-- Start of Record extracts --

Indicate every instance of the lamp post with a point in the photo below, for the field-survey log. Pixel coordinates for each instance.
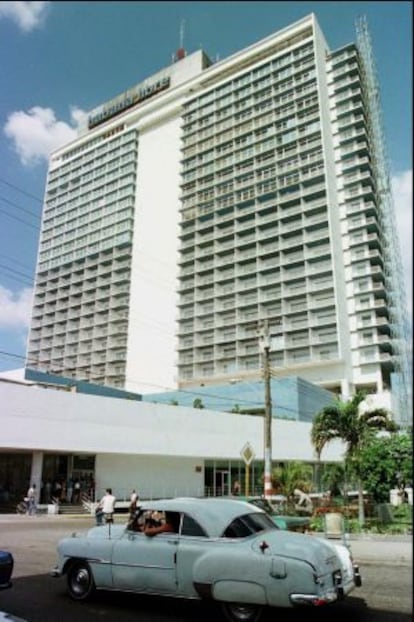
(265, 348)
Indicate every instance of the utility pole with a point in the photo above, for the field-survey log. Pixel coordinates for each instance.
(265, 349)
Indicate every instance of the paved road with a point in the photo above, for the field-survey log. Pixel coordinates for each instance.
(386, 594)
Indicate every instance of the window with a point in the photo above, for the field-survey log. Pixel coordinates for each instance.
(191, 527)
(248, 524)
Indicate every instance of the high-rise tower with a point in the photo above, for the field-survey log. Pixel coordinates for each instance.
(219, 196)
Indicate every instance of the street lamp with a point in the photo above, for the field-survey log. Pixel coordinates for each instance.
(265, 348)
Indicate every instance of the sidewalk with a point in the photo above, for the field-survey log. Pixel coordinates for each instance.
(393, 550)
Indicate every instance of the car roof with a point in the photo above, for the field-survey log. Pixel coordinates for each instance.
(213, 513)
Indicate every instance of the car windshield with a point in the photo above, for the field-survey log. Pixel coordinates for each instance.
(248, 524)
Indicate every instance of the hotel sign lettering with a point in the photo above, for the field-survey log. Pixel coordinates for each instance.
(130, 98)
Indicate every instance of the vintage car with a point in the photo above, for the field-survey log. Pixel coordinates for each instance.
(6, 571)
(283, 521)
(221, 549)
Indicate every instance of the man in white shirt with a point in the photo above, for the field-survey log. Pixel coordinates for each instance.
(31, 500)
(107, 504)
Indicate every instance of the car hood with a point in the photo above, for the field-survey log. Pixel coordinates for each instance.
(9, 617)
(314, 550)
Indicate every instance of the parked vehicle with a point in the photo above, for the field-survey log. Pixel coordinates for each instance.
(6, 571)
(222, 549)
(283, 521)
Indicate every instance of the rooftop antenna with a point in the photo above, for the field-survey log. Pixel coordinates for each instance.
(180, 53)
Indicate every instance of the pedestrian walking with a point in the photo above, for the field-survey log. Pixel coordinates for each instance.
(107, 504)
(134, 498)
(31, 500)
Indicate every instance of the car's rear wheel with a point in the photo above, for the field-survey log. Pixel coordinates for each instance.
(241, 612)
(80, 580)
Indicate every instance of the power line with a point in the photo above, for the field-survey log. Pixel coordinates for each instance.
(19, 219)
(20, 208)
(7, 183)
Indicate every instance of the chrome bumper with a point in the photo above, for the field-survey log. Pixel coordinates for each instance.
(337, 593)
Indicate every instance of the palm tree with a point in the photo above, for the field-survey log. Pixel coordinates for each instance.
(344, 421)
(291, 476)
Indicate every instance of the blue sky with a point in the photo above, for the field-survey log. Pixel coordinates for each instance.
(61, 59)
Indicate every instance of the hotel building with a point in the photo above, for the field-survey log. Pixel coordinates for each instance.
(215, 205)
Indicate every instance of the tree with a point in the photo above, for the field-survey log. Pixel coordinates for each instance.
(344, 420)
(333, 479)
(291, 476)
(387, 464)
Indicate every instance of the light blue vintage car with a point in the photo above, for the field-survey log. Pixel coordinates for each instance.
(222, 549)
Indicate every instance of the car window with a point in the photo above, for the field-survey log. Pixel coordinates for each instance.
(191, 527)
(263, 504)
(248, 524)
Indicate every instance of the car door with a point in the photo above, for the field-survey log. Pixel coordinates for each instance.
(145, 564)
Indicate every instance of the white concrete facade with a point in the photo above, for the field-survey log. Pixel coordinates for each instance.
(157, 449)
(208, 199)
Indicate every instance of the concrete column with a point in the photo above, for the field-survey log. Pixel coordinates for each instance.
(36, 473)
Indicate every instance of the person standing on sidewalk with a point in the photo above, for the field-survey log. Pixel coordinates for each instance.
(31, 503)
(107, 504)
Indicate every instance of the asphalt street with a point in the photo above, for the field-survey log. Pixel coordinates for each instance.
(385, 596)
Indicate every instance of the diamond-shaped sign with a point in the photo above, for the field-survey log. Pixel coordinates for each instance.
(247, 453)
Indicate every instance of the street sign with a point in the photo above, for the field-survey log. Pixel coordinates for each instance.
(247, 453)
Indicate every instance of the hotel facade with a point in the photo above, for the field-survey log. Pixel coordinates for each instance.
(217, 205)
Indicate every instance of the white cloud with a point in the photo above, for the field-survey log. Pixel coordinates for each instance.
(36, 133)
(27, 15)
(15, 308)
(402, 187)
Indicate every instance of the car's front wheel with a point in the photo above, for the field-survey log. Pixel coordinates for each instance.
(241, 612)
(80, 580)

-- End of Record extracts --

## Problem requirements:
Please repeat word for word the rows from the line containing "Indicate every instance of the hotel facade" through the last line of the rows, both ends included.

## Answer:
Indicate every instance of the hotel facade with a point in the photo above, for the field-survey log. Pixel coordinates for each instance.
(217, 205)
Indicate every instance of the white cloud with a point in the photo above, for the field-survey log. Pixel coordinates for each instance.
(36, 133)
(27, 15)
(15, 308)
(402, 187)
Indicate every instance of the car's front wheel with a point in the photo above, for the field-survey log. Pixel coordinates for each instance.
(241, 612)
(80, 580)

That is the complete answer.